What you have to do: Please locate every line in the records that contains the string "table", treating case as significant, and copy each such line.

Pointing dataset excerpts
-- Begin --

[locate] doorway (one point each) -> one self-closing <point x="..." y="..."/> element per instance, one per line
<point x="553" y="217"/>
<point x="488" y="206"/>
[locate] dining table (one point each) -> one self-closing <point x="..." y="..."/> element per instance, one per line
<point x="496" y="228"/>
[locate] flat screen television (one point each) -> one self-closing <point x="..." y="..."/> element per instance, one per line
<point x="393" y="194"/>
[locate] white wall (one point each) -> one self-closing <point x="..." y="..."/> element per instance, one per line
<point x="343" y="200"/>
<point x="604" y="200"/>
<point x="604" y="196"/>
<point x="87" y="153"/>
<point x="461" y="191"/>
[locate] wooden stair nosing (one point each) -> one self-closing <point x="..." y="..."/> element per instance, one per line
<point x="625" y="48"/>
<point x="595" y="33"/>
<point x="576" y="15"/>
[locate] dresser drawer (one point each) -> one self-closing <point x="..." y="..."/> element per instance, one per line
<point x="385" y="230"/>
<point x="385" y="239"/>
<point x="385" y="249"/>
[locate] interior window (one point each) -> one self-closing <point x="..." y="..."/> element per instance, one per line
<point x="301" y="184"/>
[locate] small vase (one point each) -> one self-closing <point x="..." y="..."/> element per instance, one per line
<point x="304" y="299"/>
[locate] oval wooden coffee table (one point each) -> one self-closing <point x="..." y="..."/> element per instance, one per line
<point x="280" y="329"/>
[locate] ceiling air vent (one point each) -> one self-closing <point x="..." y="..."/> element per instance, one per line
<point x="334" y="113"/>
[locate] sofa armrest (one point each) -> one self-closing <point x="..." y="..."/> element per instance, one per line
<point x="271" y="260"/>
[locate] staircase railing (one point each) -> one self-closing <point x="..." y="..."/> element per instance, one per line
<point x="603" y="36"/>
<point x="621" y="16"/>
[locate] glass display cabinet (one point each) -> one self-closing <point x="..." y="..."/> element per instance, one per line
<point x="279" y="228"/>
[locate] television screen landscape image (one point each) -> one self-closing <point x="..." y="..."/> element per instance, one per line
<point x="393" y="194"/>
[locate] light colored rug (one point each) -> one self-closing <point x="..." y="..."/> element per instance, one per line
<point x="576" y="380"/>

-- End --
-- Begin --

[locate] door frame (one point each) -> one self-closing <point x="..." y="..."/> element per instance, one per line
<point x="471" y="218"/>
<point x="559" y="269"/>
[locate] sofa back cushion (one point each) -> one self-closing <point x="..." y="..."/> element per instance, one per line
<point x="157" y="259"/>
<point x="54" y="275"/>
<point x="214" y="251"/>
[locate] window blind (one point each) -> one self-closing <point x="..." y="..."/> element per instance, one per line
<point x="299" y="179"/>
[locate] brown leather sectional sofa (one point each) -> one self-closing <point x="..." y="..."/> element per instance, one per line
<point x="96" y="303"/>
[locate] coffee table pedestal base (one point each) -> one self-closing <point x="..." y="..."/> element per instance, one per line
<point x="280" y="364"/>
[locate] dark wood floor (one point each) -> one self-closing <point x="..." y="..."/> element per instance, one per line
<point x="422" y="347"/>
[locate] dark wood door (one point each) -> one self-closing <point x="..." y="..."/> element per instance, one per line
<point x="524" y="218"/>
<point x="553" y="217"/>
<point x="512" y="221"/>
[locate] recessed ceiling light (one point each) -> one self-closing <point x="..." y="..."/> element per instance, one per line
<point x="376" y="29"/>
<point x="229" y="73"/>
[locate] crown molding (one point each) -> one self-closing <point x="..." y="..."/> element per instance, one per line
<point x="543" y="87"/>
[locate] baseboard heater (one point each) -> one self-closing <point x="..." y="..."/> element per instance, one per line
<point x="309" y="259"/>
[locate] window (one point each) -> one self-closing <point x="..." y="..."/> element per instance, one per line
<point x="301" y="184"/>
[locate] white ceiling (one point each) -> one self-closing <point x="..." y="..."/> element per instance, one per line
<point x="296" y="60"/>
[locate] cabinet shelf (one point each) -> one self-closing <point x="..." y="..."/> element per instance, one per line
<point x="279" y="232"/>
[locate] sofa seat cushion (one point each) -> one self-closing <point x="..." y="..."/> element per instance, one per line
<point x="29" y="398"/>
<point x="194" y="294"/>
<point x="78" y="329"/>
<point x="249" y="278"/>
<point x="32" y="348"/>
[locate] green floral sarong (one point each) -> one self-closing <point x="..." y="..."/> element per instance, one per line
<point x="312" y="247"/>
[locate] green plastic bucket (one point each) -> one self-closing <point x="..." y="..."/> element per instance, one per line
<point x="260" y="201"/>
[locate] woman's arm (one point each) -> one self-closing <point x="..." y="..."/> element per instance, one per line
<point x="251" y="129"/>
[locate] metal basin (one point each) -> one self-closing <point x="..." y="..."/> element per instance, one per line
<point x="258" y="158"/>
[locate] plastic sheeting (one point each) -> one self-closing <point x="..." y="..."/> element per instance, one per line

-- End --

Response below:
[locate] dining table (one point each) -> one self-closing <point x="..." y="..."/> element per instance, one per line
[locate] oval wooden coffee table (one point each) -> one self-closing <point x="..." y="..."/> element per instance, one per line
[locate] coffee table pedestal base (one point each) -> one self-closing <point x="..." y="..."/> element per instance, one per line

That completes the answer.